## Given problem
Show each line in the data below that contains the word "wall".

## Material for this task

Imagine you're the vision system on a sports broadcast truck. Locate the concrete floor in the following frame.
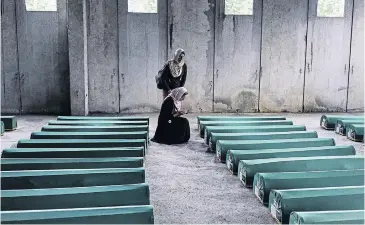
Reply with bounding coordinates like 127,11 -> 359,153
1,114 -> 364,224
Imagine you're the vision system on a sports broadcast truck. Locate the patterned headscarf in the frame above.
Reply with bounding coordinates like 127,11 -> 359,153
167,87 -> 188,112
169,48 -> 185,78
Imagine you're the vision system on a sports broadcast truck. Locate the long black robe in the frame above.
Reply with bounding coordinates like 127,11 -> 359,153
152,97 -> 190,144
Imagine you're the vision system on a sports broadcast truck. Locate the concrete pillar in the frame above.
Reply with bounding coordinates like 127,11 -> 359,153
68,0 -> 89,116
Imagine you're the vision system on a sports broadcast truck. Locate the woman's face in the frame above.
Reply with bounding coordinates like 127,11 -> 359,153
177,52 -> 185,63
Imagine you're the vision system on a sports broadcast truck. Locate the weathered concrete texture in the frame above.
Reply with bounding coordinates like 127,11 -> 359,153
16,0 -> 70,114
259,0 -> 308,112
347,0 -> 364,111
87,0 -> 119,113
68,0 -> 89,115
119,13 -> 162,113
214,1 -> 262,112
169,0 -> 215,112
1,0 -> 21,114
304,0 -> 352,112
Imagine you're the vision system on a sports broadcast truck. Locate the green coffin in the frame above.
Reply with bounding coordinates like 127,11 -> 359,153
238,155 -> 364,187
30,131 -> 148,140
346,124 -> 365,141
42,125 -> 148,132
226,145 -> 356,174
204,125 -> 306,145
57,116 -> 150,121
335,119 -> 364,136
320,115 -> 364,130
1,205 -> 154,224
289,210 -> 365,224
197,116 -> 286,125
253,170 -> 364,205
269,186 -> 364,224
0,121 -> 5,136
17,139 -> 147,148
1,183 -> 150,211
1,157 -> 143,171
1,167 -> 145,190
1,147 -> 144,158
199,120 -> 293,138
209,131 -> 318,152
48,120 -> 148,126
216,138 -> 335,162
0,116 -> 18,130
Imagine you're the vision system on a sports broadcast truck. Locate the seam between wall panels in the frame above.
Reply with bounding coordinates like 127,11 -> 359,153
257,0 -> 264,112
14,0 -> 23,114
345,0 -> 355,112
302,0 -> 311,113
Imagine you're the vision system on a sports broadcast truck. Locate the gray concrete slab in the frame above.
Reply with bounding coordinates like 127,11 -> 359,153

---

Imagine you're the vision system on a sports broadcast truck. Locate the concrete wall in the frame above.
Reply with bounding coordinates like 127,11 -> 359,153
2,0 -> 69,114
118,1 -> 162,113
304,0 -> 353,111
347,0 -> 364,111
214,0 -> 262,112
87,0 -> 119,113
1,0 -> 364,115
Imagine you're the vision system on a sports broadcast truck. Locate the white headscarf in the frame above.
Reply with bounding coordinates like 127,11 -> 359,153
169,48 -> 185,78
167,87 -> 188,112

## Response to this exercise
Imagine you're the vision system on a sports broadcast truck. Locate the seam between wall panels in the frame above.
Imagine you're the vision system on a sports broadcast truck. Locate the concrete wall in the frame above.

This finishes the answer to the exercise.